- PROVIDED TEXT
————————
APPOINTMENT AND QUALIFICATIONS OF DIRECTORS - Proposed Amendments in the Companies Act, 2013

2-2-2016
  • Contents

Residence requirement for Directors

11.1 Section 149(3) requires a company to have at least one Director to have stayed in India for a total period of not less than one hundred and eighty-two days in the previous calendar year. The Committee felt that it would be more appropriate that such a requirement is in relation to the director’s stay in India during the financial year and not the calendar year, with the requirement effective after a period of six months from incorporation. It was also pointed out that the requirements for residency in the previous year forces a new subsidiary of a company incorporated outside India to appoint an individual/professional unconnected with the company as Director, which did not aid in any way in Board decision making and many a time leads to unnecessary disputes. The Committee recommended that it would be more appropriate that the residence requirement is for the current financial year. On the suggestion to align the requirements of residency with that of the Income Tax Act, 1961, the Committee felt that it may not be appropriate as its requirements are more expansive rather than restrictive and would defeat the purpose of prescribing the residency criteria.
————————
- DATASET EXTRACT
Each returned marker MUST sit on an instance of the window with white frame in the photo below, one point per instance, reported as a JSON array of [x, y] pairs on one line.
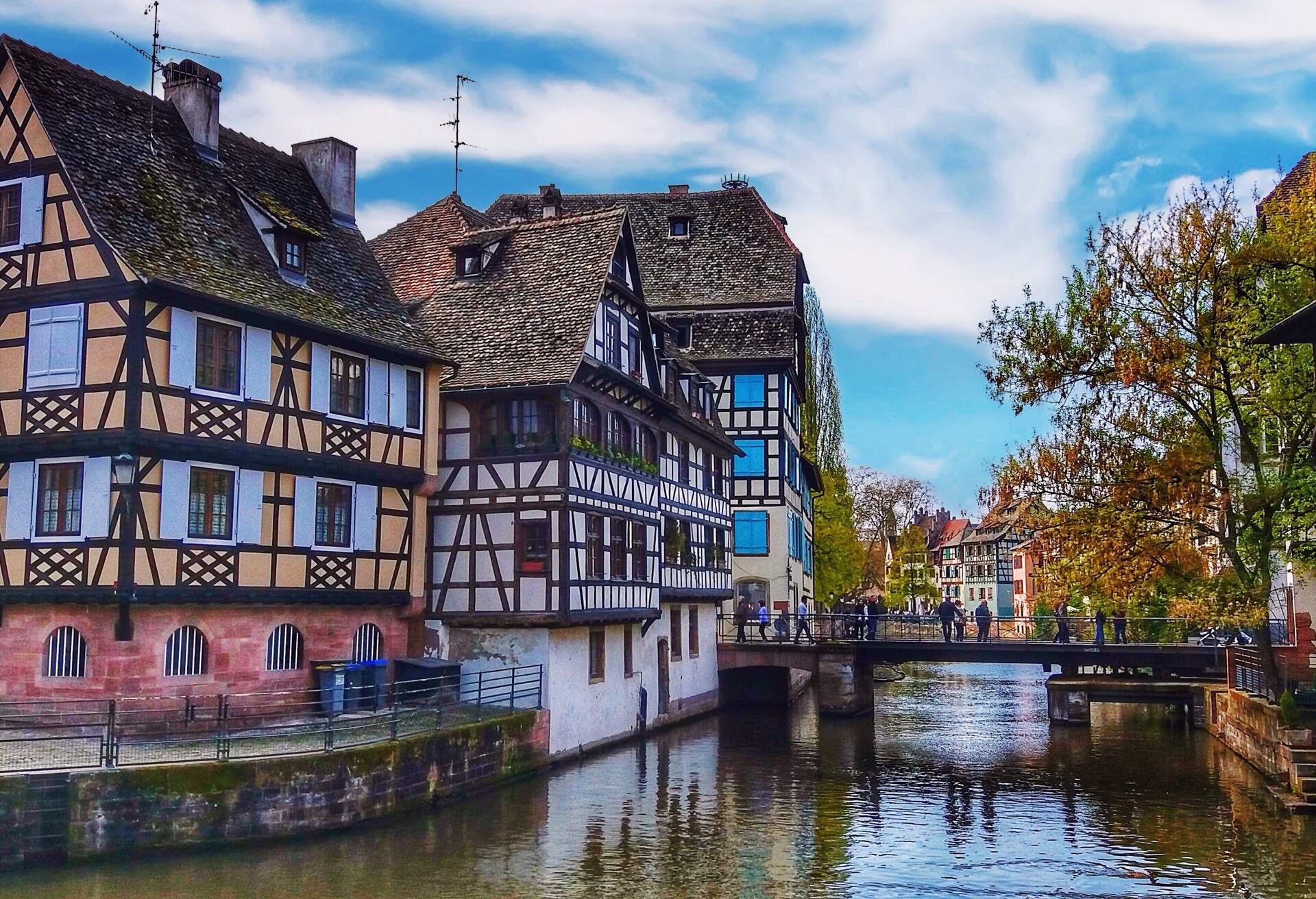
————————
- WRITTEN REQUEST A
According to the passage on director residence requirements, what is the minimum number of days at least one director must have stayed in India in the previous calendar year under Section 149(3)?
- WRITTEN REQUEST B
Continue the passage on proposed Companies Act amendments about directors from where it stops.

- RESPONSE A
Not less than one hundred and eighty-two days.

- RESPONSE B
Independent Directors

11.2 The Committee noted that the requirement for a company to have Independent Directors, as prescribed in Section 149, has been included in the Companies Act, 2013 for the first time, though listed companies were required to appoint Independent Directors in accordance with SEBI Regulations since 2000. Section 149(6) prescribed certain qualifications and criteria for the selection of an Independent Director with the sole purpose of securing his independence. Clause (c) of sub-section (6) prescribes that an independent director must not have or had any pecuniary relationship with the company, its holding, subsidiary or associate company, or their promoters or directors, during the two immediately preceding financial years or during the current financial year. The Committee observed that even minor pecuniary relationships are covered within this clause (c) even though such transactions may not compromise the independence of the directors, whereas, Regulation 16 of the SEBI (Listing Obligations & Disclosure Requirements) Regulations, 2015 prohibits only ‘material’ pecuniary relationships for disqualifying appointment of persons as Independent Directors. In this regard, the Committee also noted that Dr. J.J. Irani Committee in its report, used the word ‘material pecuniary relationships or transactions’ and also explained what the term ‘material transaction’ should mean. International best practices also indicate adoption of such a test. The Committee also noted that the 2010 Standing Committee Report on the Companies Bill also recommended that Independent Directors should not have any kind of pecuniary relationship at all with the company. It was also noted that the Standing Committee Report, 2012 had, however, suggested regulatory harmonization between the Companies Act, 2013 and SEBI’s listing agreement. After deliberations, the Committee recommended that, in view of the difficulties being faced, the test of materiality for the purpose of determining whether pecuniary relationships could impact the independence of an individual to be an independent director may be introduced.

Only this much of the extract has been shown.